Page text:
*** Block opens ***
# Design a TinyURL application

- How many unique identifiers possible? Will you run out of unique URLs?
- Should the identifier be increment or not? Which is easier to design? Pros and cons?
- Mapping an identifier to an URL and its reversal - Does this problem ring a bell to you?
- How do you store the URLs? Does a simple flat file database work?
- What is the bottleneck of the system? Is it read-heavy or write-heavy?
- Estimate the maximum number of URLs a single machine can store.
- Estimate the maximum number of queries per second (QPS) for decoding a shortened URL in a single machine.
- How would you scale the service? For example, a viral link which is shared in social media could result in a peak QPS at a moment's notice.
- How could you handle redundancy? i,e, if a server is down, how could you ensure the service is still operational?
- Keep URLs forever or prune, pros/cons? How we do pruning?
*** Block closes ***
Provided material:
*** Block opens ***
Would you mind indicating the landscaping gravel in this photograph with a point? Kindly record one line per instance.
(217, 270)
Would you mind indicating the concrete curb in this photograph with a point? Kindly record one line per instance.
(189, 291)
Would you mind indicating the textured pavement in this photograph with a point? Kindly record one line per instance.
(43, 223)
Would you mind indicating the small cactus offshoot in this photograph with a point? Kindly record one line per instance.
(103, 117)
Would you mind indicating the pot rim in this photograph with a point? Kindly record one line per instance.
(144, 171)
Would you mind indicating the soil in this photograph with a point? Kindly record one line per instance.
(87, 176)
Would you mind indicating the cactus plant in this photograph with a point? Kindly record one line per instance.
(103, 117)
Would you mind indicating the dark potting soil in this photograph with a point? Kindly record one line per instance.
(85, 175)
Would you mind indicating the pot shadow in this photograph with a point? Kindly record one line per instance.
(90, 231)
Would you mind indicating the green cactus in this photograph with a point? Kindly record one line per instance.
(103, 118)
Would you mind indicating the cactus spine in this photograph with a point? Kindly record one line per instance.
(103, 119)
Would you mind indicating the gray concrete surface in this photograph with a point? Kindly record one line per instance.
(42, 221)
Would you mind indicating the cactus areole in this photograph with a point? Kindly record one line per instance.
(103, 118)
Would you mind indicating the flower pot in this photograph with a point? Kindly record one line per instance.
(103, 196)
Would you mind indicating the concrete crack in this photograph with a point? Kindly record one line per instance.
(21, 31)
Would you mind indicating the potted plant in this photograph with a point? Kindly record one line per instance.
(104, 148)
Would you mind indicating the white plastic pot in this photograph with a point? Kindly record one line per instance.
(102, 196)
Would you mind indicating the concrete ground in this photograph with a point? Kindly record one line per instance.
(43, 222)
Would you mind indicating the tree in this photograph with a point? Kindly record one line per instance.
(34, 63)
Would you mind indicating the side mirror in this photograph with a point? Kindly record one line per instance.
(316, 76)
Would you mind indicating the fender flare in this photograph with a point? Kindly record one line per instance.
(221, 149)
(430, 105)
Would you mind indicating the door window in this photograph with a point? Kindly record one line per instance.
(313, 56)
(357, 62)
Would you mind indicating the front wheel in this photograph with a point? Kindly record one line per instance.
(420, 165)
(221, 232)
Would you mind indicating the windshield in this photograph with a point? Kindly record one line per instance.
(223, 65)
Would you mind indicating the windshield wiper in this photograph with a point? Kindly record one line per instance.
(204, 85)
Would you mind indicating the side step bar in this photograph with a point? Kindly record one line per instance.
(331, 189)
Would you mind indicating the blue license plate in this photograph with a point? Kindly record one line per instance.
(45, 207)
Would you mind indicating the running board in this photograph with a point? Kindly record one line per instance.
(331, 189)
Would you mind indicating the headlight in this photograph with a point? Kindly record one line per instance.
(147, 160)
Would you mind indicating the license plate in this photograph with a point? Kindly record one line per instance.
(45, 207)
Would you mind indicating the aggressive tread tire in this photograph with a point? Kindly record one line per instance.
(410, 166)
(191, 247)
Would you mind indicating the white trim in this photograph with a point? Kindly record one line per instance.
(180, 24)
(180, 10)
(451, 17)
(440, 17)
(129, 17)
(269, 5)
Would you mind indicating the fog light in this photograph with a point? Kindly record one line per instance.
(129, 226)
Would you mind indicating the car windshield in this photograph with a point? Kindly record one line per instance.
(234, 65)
*** Block closes ***
Task item: Quote every question in the TinyURL design text above that begins with the capitalized word "How".

Solved problem:
- How many unique identifiers possible?
- How do you store the URLs?
- How would you scale the service?
- How could you handle redundancy?
- How we do pruning?